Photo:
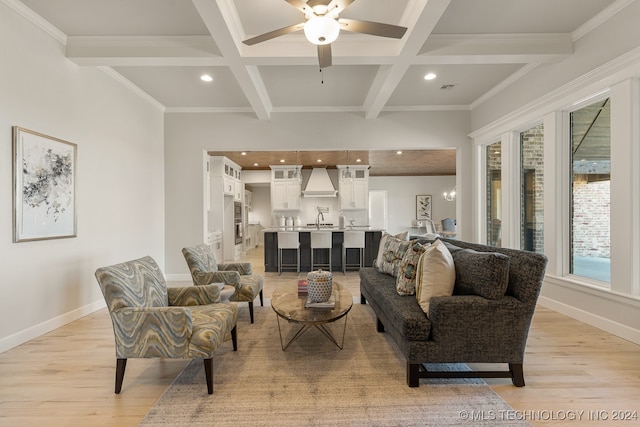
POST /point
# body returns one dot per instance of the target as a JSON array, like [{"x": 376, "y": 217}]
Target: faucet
[{"x": 320, "y": 214}]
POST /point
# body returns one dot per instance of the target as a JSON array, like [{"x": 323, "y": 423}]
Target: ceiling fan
[{"x": 322, "y": 26}]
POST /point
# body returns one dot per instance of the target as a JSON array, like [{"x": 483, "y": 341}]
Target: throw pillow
[
  {"x": 383, "y": 240},
  {"x": 481, "y": 273},
  {"x": 394, "y": 250},
  {"x": 406, "y": 279},
  {"x": 436, "y": 274}
]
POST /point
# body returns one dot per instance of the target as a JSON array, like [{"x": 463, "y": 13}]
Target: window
[
  {"x": 494, "y": 194},
  {"x": 532, "y": 189},
  {"x": 590, "y": 226}
]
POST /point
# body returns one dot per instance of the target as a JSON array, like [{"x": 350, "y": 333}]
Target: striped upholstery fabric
[
  {"x": 205, "y": 270},
  {"x": 150, "y": 320}
]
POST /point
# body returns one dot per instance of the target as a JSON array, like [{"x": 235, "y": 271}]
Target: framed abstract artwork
[
  {"x": 44, "y": 187},
  {"x": 423, "y": 207}
]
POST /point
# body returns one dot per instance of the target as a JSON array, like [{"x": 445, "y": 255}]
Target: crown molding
[{"x": 36, "y": 20}]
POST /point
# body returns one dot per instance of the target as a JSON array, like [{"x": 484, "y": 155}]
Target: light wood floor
[{"x": 66, "y": 377}]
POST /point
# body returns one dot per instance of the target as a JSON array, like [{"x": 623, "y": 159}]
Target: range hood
[{"x": 319, "y": 184}]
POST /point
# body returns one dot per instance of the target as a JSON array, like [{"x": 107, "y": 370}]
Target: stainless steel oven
[{"x": 237, "y": 222}]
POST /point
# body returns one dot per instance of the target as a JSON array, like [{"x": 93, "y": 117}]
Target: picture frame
[
  {"x": 423, "y": 207},
  {"x": 44, "y": 187}
]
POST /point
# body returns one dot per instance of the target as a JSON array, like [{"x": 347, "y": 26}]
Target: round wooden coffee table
[{"x": 290, "y": 306}]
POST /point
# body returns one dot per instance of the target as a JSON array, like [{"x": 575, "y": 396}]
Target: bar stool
[
  {"x": 288, "y": 240},
  {"x": 352, "y": 240},
  {"x": 321, "y": 240}
]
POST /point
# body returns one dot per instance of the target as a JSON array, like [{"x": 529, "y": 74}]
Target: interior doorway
[{"x": 378, "y": 209}]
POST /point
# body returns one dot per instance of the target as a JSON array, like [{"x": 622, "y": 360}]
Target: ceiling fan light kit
[
  {"x": 323, "y": 25},
  {"x": 321, "y": 30}
]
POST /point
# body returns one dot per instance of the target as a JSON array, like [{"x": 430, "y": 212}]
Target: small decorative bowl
[{"x": 320, "y": 285}]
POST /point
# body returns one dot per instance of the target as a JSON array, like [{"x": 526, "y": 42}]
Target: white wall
[
  {"x": 187, "y": 136},
  {"x": 401, "y": 198},
  {"x": 119, "y": 180}
]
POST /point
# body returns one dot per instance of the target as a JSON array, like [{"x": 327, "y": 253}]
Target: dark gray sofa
[{"x": 462, "y": 328}]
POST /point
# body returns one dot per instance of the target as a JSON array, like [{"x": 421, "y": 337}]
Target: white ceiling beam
[
  {"x": 357, "y": 50},
  {"x": 247, "y": 77},
  {"x": 421, "y": 20}
]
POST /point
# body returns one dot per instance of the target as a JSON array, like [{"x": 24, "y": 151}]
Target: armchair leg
[
  {"x": 121, "y": 365},
  {"x": 208, "y": 373},
  {"x": 517, "y": 374},
  {"x": 234, "y": 338},
  {"x": 413, "y": 374}
]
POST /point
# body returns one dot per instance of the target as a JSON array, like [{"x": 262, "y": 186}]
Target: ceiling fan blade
[
  {"x": 300, "y": 5},
  {"x": 273, "y": 34},
  {"x": 373, "y": 28},
  {"x": 324, "y": 55},
  {"x": 338, "y": 6}
]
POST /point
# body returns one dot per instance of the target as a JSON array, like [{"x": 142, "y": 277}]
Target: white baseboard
[
  {"x": 35, "y": 331},
  {"x": 178, "y": 277},
  {"x": 615, "y": 328}
]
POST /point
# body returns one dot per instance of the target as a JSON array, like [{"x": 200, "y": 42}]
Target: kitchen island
[{"x": 371, "y": 236}]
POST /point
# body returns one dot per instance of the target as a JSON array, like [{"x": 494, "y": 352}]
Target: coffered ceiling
[{"x": 160, "y": 48}]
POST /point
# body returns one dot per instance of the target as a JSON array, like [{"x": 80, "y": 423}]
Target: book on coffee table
[
  {"x": 303, "y": 287},
  {"x": 330, "y": 303}
]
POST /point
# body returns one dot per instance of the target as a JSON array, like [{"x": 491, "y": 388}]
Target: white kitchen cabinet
[
  {"x": 354, "y": 192},
  {"x": 228, "y": 186},
  {"x": 285, "y": 195},
  {"x": 286, "y": 188},
  {"x": 247, "y": 199},
  {"x": 238, "y": 191}
]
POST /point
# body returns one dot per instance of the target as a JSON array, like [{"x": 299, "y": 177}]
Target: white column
[
  {"x": 625, "y": 187},
  {"x": 556, "y": 193}
]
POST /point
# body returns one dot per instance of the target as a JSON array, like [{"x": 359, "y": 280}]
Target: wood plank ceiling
[{"x": 381, "y": 162}]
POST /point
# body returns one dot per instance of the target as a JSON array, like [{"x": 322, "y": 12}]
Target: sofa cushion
[
  {"x": 406, "y": 278},
  {"x": 436, "y": 274},
  {"x": 393, "y": 252},
  {"x": 481, "y": 273},
  {"x": 383, "y": 240},
  {"x": 399, "y": 313}
]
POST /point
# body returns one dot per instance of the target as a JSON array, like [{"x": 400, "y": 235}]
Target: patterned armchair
[
  {"x": 151, "y": 320},
  {"x": 205, "y": 270}
]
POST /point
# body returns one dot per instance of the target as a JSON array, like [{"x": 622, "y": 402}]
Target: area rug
[{"x": 313, "y": 383}]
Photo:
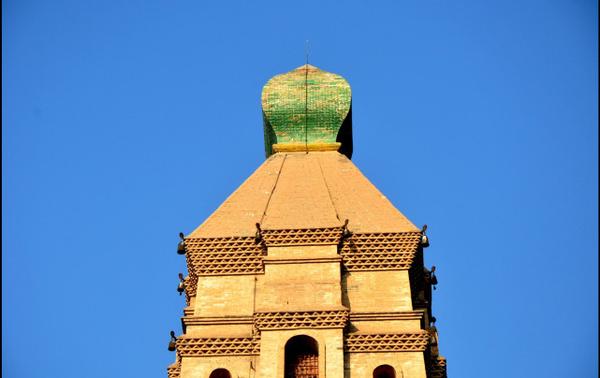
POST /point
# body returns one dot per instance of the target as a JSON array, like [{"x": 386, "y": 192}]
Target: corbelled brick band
[
  {"x": 228, "y": 255},
  {"x": 308, "y": 236},
  {"x": 437, "y": 367},
  {"x": 294, "y": 320},
  {"x": 380, "y": 251},
  {"x": 198, "y": 347},
  {"x": 191, "y": 284},
  {"x": 402, "y": 342}
]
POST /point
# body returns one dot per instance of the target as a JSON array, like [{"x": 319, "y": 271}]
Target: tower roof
[
  {"x": 307, "y": 109},
  {"x": 299, "y": 190}
]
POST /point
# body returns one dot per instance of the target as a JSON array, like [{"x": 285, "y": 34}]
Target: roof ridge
[{"x": 273, "y": 189}]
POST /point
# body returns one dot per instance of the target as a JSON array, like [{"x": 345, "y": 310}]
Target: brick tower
[{"x": 307, "y": 270}]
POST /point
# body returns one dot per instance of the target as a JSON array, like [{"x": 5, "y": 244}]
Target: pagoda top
[
  {"x": 298, "y": 190},
  {"x": 307, "y": 109}
]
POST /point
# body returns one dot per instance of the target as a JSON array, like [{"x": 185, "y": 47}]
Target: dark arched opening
[
  {"x": 220, "y": 373},
  {"x": 384, "y": 371},
  {"x": 302, "y": 357}
]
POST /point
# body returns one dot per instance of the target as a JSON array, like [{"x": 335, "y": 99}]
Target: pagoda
[{"x": 307, "y": 270}]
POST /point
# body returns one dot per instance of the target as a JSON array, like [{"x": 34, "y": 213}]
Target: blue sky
[{"x": 125, "y": 123}]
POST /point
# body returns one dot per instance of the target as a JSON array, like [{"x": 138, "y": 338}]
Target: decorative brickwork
[
  {"x": 380, "y": 251},
  {"x": 437, "y": 368},
  {"x": 311, "y": 236},
  {"x": 228, "y": 255},
  {"x": 293, "y": 320},
  {"x": 402, "y": 342},
  {"x": 191, "y": 284},
  {"x": 198, "y": 347}
]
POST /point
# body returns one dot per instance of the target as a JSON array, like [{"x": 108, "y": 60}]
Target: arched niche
[
  {"x": 384, "y": 371},
  {"x": 302, "y": 357},
  {"x": 220, "y": 373}
]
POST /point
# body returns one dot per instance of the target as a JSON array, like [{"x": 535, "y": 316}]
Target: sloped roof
[{"x": 299, "y": 190}]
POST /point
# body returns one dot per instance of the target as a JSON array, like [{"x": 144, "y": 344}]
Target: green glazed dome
[{"x": 307, "y": 109}]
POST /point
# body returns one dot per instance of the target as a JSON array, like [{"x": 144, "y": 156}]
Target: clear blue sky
[{"x": 127, "y": 122}]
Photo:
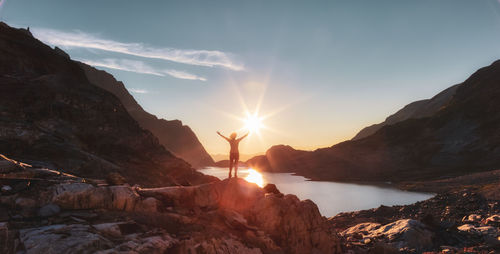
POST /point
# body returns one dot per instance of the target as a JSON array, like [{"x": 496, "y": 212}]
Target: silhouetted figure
[{"x": 234, "y": 154}]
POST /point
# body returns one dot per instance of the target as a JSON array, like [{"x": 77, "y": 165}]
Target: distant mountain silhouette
[
  {"x": 243, "y": 157},
  {"x": 417, "y": 109},
  {"x": 456, "y": 132},
  {"x": 51, "y": 114},
  {"x": 177, "y": 138}
]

(Work required): Please list in full each row above that contains the word "decorative". Case counts.

(Finished exercise):
Target: small decorative bowl
Target: decorative brickwork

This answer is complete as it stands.